Source document:
## Start

According to 13-F filings with the SEC, Burry made large acquisitions of put options in both SPY, an ETF that tracks the S&P 500, and QQQ, an ETF that tracks the Nasdaq 100. Many see these trades as a clear indicator that Burry has lost confidence in the market altogether.

When an investor of this caliber turns bearish, the assumption is often that they see something the rest don’t. The question is, what? To understand what he might be thinking, let’s first take a brief look at Burry and his rise to fame in the financial world.

The Big Short: Burry’s Most Important Trade

The Big Short is one of the most relevant films in the history of cinema concerning financial markets. In the movie, Christian Bale portrays Michael Burry, an investor who discovers numerous vulnerabilities in the mortgage-backed securities market after conducting a thorough analysis of the credits extended to the public. Despite his findings, the valuations of banks and multiple real estate developers reflected complete confidence in the repayment of mortgages granted to individuals with low credit scores.

Credit Default Swap operation basic diagram.

This realization prompted him to take a bearish stance on the housing market, persuading Goldman Sachs and other investment banking firms to sell him credit default swaps (CDS) related to subprime deals he deemed susceptible. In essence, he took short positions operating under the belief that housing prices would decline. The rest is history. Michael Burry now has a personal net worth of more than a billion dollars and runs Scion Asset Management.

## End

Problems:
1 > From the Michael Burry article, write out again the part that opens with "The Big Short: Burry’s" and closes with "low credit scores.", swapping "cinema" for "film".
2 > According to the Michael Burry article, what firm does Burry run now?
3 > Carry on the Michael Burry article past its last sentence.

Data records:
## Start

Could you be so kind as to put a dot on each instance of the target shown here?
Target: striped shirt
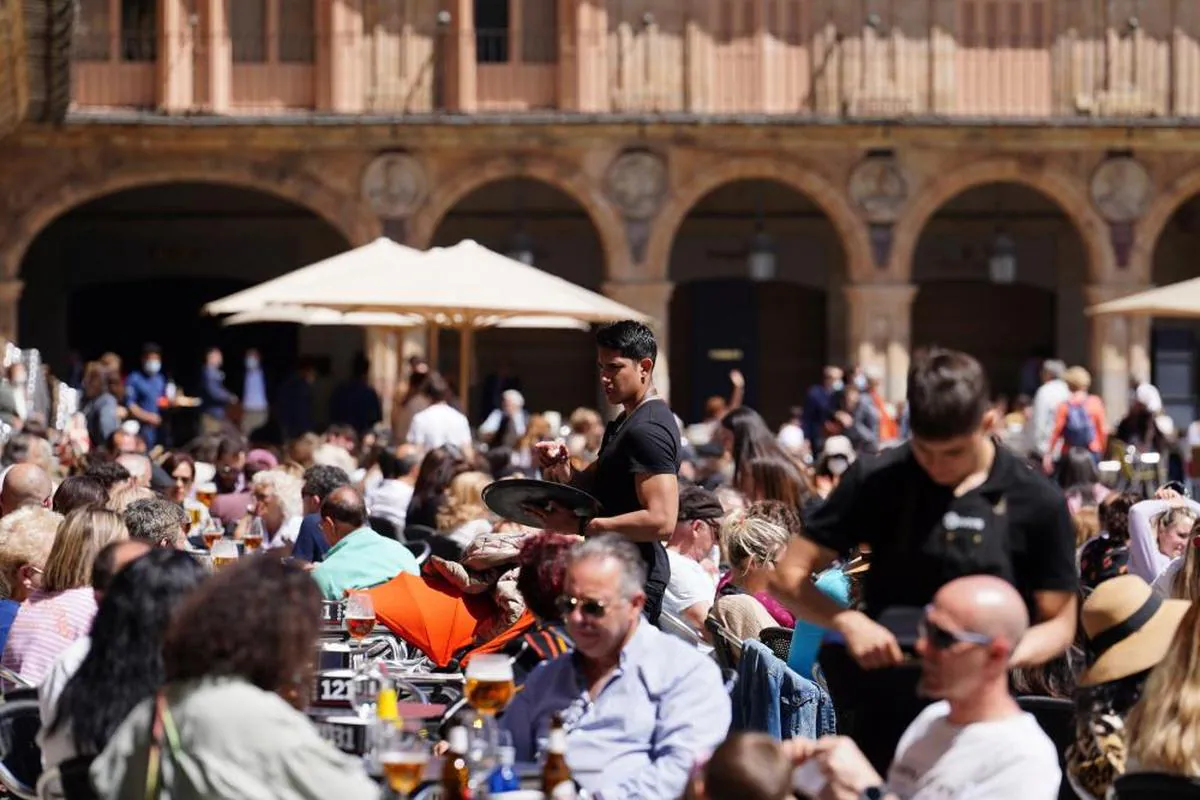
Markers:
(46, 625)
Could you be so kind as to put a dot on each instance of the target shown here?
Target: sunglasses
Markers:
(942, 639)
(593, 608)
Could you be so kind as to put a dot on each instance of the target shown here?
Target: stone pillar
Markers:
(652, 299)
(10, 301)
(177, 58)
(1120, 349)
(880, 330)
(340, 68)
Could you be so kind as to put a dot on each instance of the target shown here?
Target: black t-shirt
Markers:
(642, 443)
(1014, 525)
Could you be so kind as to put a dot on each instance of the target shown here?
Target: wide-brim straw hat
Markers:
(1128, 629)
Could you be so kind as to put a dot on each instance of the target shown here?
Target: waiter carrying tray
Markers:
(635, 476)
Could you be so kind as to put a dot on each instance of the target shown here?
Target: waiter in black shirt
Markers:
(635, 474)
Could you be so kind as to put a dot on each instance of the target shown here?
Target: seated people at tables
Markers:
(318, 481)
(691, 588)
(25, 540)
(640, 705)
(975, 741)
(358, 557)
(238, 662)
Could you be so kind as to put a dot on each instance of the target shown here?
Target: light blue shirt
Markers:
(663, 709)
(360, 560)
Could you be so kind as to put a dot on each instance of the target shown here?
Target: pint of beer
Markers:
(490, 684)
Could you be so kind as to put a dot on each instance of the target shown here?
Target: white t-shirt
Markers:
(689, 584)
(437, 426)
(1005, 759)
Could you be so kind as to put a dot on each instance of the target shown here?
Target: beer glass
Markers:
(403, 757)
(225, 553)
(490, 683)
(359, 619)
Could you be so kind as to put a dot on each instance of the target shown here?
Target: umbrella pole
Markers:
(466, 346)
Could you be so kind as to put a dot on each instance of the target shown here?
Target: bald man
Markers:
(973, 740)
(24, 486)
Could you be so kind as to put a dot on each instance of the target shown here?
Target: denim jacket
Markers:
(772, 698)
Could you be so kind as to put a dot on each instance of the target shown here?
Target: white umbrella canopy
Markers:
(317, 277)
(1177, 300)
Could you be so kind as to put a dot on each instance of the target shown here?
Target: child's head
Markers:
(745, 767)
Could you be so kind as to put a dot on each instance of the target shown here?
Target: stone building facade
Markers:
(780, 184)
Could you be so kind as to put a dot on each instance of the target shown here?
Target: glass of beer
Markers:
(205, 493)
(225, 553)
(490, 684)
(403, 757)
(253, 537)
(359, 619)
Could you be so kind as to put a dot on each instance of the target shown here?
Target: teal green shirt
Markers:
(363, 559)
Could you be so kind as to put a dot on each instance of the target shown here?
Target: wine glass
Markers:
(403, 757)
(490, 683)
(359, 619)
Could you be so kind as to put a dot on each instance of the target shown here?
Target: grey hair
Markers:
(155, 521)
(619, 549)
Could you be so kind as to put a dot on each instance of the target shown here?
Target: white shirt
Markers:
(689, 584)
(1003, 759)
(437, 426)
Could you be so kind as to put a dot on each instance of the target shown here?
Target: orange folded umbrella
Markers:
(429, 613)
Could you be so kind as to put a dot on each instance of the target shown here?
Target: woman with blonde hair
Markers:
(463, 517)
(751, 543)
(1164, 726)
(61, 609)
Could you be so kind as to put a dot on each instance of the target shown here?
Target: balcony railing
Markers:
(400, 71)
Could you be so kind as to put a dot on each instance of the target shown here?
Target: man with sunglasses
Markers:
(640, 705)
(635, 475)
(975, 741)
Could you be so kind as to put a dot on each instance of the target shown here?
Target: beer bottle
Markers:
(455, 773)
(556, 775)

## End
## Start

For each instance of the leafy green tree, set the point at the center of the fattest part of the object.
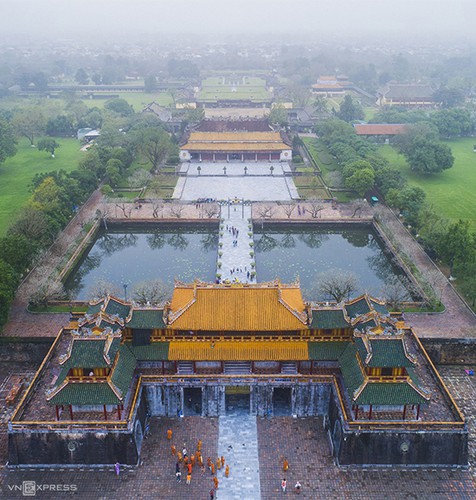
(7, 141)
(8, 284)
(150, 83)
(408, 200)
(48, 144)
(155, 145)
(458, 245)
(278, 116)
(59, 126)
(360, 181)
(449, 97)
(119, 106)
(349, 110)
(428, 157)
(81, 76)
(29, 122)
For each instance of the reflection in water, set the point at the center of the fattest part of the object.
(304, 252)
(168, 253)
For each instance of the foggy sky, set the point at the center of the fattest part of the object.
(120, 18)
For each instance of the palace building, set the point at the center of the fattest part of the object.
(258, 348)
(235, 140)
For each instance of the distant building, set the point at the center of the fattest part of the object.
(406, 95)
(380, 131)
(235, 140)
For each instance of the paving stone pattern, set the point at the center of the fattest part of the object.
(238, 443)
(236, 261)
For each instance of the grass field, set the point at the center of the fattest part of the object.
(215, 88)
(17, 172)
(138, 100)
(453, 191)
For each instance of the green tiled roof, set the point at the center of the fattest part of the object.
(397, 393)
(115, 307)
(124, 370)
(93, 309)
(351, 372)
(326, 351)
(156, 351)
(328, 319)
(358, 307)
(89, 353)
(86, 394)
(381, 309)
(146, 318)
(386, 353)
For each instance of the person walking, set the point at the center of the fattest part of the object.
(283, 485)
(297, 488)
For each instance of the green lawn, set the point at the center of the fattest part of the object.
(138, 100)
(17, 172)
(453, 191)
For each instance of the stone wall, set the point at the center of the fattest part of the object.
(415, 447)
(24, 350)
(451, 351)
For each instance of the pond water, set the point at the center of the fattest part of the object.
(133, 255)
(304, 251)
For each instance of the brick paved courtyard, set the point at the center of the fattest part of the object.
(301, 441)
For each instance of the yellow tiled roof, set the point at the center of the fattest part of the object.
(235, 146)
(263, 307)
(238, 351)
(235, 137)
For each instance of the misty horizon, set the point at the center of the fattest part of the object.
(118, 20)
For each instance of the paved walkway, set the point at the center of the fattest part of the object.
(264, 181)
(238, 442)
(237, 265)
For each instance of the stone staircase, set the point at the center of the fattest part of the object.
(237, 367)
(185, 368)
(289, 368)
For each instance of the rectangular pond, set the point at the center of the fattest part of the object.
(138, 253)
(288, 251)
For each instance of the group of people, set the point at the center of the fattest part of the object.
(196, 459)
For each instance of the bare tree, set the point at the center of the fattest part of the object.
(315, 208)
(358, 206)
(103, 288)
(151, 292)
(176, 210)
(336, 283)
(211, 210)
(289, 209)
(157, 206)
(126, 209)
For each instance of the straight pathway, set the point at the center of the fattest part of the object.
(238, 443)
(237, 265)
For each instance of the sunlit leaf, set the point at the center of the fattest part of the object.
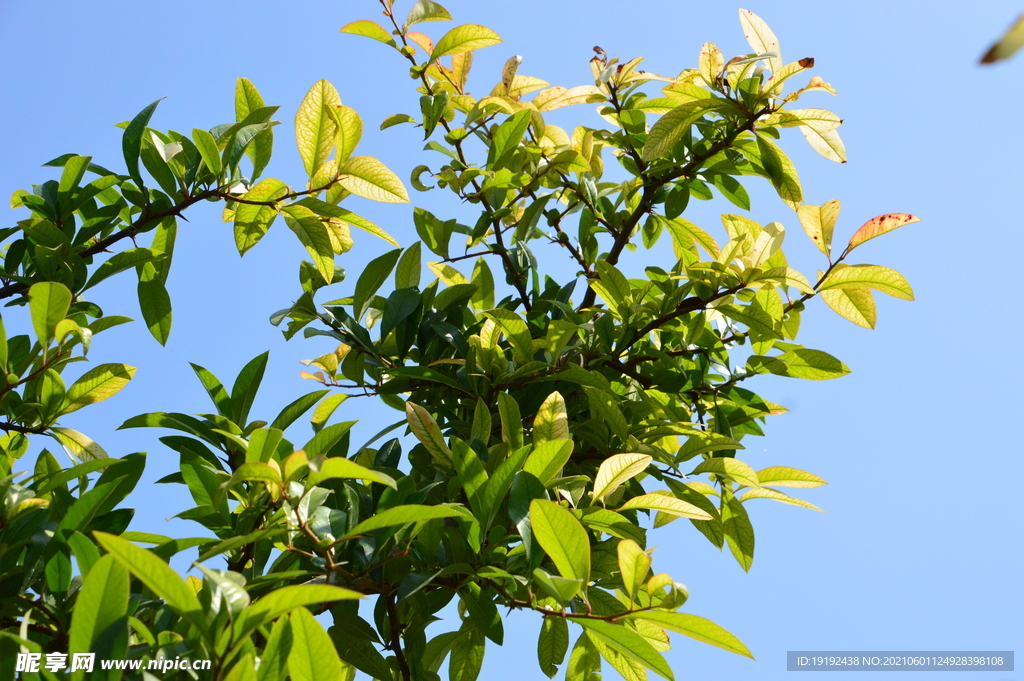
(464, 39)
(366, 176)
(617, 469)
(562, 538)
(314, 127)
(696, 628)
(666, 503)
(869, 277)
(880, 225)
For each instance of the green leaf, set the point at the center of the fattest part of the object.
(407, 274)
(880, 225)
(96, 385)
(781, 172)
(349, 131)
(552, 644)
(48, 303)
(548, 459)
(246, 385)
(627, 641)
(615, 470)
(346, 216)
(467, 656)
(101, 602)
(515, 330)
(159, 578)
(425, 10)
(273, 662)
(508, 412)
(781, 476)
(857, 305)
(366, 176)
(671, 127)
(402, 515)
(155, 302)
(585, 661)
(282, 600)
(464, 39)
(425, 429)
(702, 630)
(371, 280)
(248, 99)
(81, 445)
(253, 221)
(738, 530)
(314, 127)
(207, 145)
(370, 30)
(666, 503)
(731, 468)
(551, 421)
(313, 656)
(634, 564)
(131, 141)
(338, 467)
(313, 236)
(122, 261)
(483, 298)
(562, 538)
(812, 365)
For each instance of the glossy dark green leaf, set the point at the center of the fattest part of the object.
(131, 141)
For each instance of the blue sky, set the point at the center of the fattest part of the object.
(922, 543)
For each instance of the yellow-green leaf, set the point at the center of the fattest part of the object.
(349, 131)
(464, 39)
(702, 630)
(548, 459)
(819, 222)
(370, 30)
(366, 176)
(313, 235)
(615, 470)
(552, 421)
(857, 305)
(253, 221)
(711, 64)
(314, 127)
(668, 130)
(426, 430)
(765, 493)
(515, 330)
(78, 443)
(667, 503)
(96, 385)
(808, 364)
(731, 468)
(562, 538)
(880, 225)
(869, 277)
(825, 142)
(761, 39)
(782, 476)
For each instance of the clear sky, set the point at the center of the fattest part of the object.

## End
## Start

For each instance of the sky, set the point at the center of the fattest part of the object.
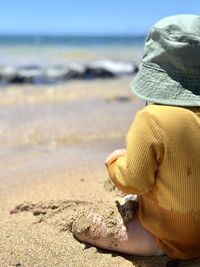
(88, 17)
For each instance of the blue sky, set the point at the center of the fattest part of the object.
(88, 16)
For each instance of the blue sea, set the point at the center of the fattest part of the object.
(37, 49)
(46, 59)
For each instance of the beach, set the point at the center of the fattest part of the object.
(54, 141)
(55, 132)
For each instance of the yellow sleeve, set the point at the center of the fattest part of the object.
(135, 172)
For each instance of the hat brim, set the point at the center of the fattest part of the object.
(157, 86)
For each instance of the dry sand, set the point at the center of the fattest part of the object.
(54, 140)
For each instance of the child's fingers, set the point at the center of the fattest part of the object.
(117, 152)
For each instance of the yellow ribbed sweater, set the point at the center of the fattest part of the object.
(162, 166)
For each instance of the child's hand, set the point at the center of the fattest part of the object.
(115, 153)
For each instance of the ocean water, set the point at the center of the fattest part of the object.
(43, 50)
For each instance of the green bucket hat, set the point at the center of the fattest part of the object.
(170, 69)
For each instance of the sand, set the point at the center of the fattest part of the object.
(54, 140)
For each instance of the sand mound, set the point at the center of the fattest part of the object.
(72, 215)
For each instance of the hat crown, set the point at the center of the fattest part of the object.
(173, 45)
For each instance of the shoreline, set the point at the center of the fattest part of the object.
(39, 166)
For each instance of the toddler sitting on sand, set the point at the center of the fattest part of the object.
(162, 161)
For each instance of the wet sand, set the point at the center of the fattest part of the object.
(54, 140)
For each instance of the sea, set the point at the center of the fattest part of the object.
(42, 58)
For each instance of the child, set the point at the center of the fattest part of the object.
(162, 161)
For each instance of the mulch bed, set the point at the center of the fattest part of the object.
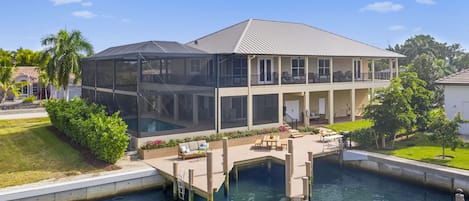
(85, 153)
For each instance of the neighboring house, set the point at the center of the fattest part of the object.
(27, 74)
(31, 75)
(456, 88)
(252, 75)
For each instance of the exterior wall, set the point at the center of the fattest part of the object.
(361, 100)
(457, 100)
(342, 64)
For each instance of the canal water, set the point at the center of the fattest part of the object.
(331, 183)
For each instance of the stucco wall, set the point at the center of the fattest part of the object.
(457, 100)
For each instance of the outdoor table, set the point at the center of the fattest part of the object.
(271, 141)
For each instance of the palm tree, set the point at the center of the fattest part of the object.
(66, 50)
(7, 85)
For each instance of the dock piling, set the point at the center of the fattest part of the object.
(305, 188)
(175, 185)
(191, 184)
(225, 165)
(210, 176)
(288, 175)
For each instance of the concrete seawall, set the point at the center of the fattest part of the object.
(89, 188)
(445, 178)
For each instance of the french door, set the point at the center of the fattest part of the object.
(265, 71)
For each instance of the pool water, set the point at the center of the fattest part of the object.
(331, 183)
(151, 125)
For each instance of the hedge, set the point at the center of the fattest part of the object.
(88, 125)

## End

Per-task outputs:
1 >
The Big Short: Burry’s Most Important Trade

The Big Short is one of the most relevant films in the history of film concerning financial markets. In the movie, Christian Bale portrays Michael Burry, an investor who discovers numerous vulnerabilities in the mortgage-backed securities market after conducting a thorough analysis of the credits extended to the public. Despite his findings, the valuations of banks and multiple real estate developers reflected complete confidence in the repayment of mortgages granted to individuals with low credit scores.

2 > Scion Asset Management.

3 >
Burry’s Current Decisions

Due to market regulations, every quarter Burry and other institutional investors have to reveal the holdings of their funds, which is the reason why we know he has turned bearish and has developed an interest in tangible assets.

The latest holdings report from Scion Asset Management reveals clear trends about what Burry thinks of the market and the economy in general. Let's break down some of the most important ones:

Bearish Market View

Michael Burry has once again taken a bearish position by acquiring $886 million and $739 million worth of S&P 500 and Nasdaq puts. Specifically, these are puts on SPY and QQQ ETFs, which are the most liquid ETFs that track those indices. Buying a put without purchasing the underlying shares indicates that he has an overall bearish view of the markets, as he will earn money the worse things get.

Overweight on the Consumer Discretionary Sector

Among his most significant holdings is discretionary consumption, which refers to goods or services that we purchase when we want to ‘treat ourselves.' In particular, we see a rebalancing from the banking sector, such as First Republic Bank (NYSE: FRC) and Western Alliance Bancorporation (NYSE: WAL), towards travel-related companies like Expedia (NASDAQ: EXPE), now the largest holding of Scion and MGM Resorts (NYSE: MGM). The exposure to this sector has to do more with inflation rather than the general well-being of the economy, but we will come back to this later.

Scion Asset Management Current Holdings. SEC data.

Tangible Assets and Diversification

On a second level of importance, Burry appears to be diversifying his exposure to tangible assets and businesses outside of the United States. According to the report filed with the SEC, the second-largest holding in Scion's portfolio is Charter Communications (NYSE: CHTR), a company whose business is based on real assets, owning cable and fiber infrastructure. Burry also acquired a significant stake in Liberty Latin America LTD (NASDAQ: LILAK), a similar business to Charter Communications but focused on Latin American markets.

Burry also owns, or is exposed to, significant assets in the farmland space, stating quite clearly in an interview that “I believe that agricultural land with water on site will be very valuable in the future and I’ve put a good amount of money into that.”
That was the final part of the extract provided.